### TEXTO BASE
********************
Depois, atendi-o em 27.4.1961, no mesmo consultório, quando David Raskin já transferira residência para POA.
Do primeiro atendimento guardo na memória história que Toledo me contou. Ele, mais um grupo de mineradores da nossa bacia carbonífera, buscavam na Europa adquirir navios para transportar nosso carvão mineral. Seus colegas de viagem ficaram sabendo do jogo Real Madrid x Santos e conseguiram ingressos para todos com imensa dificuldade. Sebastião Toledo dos Santos foi praticamente coagido a ir ao estádio: não gostava e nem sequer havia presenciado jogo de futebol em toda sua vida. Mal se acomodara no assento, entra o Santos em campo. Aplausos aqui e ali. Toledo quer saber:
- Quem é o Pelé?
Alguém informa:
- Camisa branca, número 10 às costas.
Toledo dá-se conta que não via nem o número dez pintado na camisa de Pelé nem o número de qualquer outro jogador. Mal retorna da viagem de negócios procura o consultório de Raskin para submeter-se a exame de olhos.
Pré-jogo
O amistoso ocorreu duas semanas depois do Real Madrid conquistar seu quarto título europeu. O Santos, campeão paulista, excursionava pela Europa tendo vencido 11 de 13 jogos disputados. Nas últimas três partidas, a equipe paulista vencera o Hamburgo, campeão alemão daquele ano por 6x0, o Hanover por 7 a 1 e o Twente por 5 a 0. Arrasador, o Santos acumulava escore agregado de 18 a 1 nos últimos 3 jogos.
A partida com o Real Madrid homenageava Miguel Muñoz, que encerrava sua carreira. A crônica espanhola via a peleja como confronto entre Alfredo Di Stéfano (32 anos), considerado o maior jogador do futebol europeu e o jovem Pelé (18 anos), campeão do mundo na Copa do Mundo FIFA de 1958 na Suécia.
A delegação santista hospedada no antigo hotel Alexandra chegava cercada de expectativas na capital espanhola. O técnico Lula advertiu contra o clima de já ganhou. “Recomendou que tivéssemos cuidado com o ataque do Real Madrid, principalmente com Alfredo Di Stéfano. O time deles era quase perfeito”, relembra Pelé. O Jornal dos Sports, dia anterior ao jogo, chamou-o de “autêntica final de campeonato mundial de clubes".
O JOGO
Logo aos 10 minutos, Pelé acerta forte chute de fora da área, abrindo o marcador. Porém, em 20 minutos o Santos sofreu três gols do atacante Enrique Mateos aproveitando três notáveis assistências de Alfredo Di Stéfano. No segundo tempo, reação brasileira. Pepe marcou, em violenta cobrança de pênalti, sofrido por Pelé. Os donos da casa ampliaram com Ferenc Puskás: mergulho de peixinho testando a bola, dentro da área. Major Puskas, do exército magiar, foi estrela maior da grande seleção húngara de 1954, vice-campeã mundial na Suiça. Mas, Pelé chutou forte, o goleiro espalmou e o rebote ficou com Coutinho, 16 anos recém-completados, que empurrou para as redes: 4x3! Aos 38 minutos, Di Stéfano realiza sua última e quarta assistência. Avança pelo meio e lança passe milimétrico para Gento fechar o placar: 5x3!
********************
### LISTA DE EXERCÍCIOS
A - Segundo o texto sobre o jogo Real Madrid x Santos, em que hotel ficou hospedada a delegação santista?
B - Transcreva, por favor, o trecho do texto sobre o jogo Real Madrid x Santos que começa nas palavras "Depois, atendi-o em" e termina depois de "10 às costas.".
Os dados a seguir não têm relação com o texto sobre o jogo Real Madrid x Santos.

Registros armazenados:
********************
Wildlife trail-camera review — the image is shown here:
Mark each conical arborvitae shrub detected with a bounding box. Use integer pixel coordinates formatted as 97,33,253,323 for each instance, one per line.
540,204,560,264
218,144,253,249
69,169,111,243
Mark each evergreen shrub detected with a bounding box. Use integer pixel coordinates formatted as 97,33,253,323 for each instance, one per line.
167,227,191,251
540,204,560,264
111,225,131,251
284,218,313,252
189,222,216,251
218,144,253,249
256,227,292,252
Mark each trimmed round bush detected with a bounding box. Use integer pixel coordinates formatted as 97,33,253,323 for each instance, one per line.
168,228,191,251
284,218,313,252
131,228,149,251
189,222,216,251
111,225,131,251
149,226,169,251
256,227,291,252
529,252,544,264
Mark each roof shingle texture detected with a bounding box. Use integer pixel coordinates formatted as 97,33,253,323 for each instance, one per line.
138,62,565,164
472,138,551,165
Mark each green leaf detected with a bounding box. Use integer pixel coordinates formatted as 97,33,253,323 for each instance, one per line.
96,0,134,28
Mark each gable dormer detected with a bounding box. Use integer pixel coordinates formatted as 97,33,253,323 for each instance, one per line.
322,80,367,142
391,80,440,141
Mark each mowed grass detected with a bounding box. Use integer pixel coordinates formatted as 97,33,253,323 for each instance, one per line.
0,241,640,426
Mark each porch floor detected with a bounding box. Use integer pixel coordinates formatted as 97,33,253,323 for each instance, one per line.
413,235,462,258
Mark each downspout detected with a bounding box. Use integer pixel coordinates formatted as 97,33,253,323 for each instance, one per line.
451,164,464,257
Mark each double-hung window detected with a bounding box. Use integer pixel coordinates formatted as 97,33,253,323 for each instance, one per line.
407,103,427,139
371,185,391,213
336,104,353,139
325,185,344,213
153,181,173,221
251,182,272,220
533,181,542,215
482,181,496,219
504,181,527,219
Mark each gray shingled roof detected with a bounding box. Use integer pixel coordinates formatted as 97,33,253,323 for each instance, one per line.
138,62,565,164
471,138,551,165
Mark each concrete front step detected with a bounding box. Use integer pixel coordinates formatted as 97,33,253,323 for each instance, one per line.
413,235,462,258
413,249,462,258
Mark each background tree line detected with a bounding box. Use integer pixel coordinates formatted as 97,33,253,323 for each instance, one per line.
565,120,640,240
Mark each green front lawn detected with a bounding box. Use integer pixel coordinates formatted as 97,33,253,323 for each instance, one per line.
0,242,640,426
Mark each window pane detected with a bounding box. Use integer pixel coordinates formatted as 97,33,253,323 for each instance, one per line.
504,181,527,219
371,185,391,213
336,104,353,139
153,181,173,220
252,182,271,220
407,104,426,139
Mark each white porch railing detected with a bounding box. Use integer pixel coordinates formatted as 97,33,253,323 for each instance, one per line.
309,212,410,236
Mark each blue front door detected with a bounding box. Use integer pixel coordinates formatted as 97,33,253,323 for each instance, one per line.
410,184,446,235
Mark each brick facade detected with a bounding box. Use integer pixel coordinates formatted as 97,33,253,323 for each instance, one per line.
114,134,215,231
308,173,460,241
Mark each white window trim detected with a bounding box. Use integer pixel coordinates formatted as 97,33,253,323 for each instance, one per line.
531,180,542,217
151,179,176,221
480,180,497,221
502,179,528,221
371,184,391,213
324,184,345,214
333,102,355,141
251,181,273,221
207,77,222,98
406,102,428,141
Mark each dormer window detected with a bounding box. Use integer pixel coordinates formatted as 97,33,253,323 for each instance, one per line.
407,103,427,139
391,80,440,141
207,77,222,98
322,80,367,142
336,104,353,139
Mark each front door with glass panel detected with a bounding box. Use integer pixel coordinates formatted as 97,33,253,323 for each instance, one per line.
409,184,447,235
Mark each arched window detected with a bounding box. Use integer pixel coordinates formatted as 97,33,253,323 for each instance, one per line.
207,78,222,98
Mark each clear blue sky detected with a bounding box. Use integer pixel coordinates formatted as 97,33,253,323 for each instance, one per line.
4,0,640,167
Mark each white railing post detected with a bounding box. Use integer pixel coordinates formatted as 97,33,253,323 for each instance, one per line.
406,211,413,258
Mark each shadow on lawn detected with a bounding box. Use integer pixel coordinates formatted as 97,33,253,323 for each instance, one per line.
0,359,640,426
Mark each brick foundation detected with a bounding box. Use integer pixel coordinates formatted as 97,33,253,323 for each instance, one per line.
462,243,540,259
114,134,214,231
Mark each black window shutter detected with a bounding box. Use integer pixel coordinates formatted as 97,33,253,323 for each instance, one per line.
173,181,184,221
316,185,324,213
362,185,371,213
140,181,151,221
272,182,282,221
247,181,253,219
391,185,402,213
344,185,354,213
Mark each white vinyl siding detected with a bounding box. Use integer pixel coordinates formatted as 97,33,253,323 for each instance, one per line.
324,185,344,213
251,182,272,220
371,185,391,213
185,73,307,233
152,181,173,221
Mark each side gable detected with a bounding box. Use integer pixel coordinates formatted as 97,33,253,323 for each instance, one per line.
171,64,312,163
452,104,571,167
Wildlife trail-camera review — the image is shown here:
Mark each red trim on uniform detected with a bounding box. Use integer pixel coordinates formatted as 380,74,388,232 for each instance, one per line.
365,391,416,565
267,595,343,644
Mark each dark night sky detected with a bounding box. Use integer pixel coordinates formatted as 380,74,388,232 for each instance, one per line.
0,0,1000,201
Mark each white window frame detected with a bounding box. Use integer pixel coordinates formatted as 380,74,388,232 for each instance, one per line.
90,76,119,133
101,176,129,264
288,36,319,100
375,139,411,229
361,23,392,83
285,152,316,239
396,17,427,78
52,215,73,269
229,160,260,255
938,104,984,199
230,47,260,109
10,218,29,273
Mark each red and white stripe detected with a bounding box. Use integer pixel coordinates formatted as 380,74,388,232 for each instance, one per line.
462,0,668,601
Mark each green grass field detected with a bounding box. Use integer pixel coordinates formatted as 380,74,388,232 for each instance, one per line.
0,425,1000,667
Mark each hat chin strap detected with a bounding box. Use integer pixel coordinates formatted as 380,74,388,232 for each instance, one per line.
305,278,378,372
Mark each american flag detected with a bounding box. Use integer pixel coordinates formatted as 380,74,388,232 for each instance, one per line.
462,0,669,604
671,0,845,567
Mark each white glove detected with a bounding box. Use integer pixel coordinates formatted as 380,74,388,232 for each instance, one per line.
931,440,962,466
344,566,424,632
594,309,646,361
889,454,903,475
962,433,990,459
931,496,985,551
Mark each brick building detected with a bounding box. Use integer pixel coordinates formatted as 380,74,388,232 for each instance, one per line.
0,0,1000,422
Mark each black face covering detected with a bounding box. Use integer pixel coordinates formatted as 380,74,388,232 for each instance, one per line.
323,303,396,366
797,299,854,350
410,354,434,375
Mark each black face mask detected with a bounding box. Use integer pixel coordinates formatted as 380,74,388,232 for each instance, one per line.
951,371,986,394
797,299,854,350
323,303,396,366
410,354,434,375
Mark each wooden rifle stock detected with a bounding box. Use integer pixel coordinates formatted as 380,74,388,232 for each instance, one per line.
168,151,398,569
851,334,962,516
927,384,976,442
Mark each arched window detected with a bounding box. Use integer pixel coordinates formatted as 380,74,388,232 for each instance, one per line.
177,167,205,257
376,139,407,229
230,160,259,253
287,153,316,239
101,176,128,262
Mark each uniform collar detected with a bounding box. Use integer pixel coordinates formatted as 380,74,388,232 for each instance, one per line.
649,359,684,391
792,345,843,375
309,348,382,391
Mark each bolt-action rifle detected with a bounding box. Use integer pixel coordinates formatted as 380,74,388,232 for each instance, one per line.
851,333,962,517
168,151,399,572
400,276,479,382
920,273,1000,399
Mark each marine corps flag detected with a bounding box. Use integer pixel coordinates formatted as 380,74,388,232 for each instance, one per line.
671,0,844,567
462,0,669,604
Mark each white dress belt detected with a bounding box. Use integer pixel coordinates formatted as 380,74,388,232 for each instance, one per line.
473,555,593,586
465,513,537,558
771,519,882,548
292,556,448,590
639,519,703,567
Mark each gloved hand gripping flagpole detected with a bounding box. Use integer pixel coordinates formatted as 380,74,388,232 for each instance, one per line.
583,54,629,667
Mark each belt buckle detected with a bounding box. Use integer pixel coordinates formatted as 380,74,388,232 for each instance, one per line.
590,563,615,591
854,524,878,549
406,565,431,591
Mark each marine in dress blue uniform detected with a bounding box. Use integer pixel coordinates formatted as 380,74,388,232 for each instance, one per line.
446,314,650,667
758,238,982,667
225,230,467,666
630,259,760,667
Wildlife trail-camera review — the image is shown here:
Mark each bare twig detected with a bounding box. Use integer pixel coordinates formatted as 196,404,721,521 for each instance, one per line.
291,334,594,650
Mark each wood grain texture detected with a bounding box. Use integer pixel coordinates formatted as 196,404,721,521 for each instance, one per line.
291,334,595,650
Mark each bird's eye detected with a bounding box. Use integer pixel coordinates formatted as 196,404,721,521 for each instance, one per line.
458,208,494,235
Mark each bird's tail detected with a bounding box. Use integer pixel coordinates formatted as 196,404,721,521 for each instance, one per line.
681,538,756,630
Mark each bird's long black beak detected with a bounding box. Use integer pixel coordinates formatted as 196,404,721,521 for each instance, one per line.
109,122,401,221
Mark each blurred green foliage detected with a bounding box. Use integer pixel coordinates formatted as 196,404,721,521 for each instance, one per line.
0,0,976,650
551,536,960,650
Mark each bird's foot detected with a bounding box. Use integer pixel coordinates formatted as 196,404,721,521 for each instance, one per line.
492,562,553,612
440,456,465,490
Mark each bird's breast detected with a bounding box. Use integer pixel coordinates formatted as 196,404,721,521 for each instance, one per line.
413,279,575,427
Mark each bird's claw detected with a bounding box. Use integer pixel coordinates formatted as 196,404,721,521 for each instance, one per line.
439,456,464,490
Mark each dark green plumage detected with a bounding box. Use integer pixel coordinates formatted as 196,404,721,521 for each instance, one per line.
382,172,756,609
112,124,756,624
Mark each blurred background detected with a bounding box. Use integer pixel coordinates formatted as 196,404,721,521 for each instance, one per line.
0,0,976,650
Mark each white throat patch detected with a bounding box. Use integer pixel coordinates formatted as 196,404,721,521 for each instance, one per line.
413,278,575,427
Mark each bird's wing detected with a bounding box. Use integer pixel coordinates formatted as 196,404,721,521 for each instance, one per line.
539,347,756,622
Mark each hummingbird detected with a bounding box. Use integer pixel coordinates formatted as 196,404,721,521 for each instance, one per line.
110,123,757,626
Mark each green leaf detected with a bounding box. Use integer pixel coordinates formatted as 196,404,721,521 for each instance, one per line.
********************
### RESPOSTAS ESPERADAS
A - No antigo hotel Alexandra.

B -
Depois, atendi-o em 27.4.1961, no mesmo consultório, quando David Raskin já transferira residência para POA.
Do primeiro atendimento guardo na memória história que Toledo me contou. Ele, mais um grupo de mineradores da nossa bacia carbonífera, buscavam na Europa adquirir navios para transportar nosso carvão mineral. Seus colegas de viagem ficaram sabendo do jogo Real Madrid x Santos e conseguiram ingressos para todos com imensa dificuldade. Sebastião Toledo dos Santos foi praticamente coagido a ir ao estádio: não gostava e nem sequer havia presenciado jogo de futebol em toda sua vida. Mal se acomodara no assento, entra o Santos em campo. Aplausos aqui e ali. Toledo quer saber:
- Quem é o Pelé?
Alguém informa:
- Camisa branca, número 10 às costas.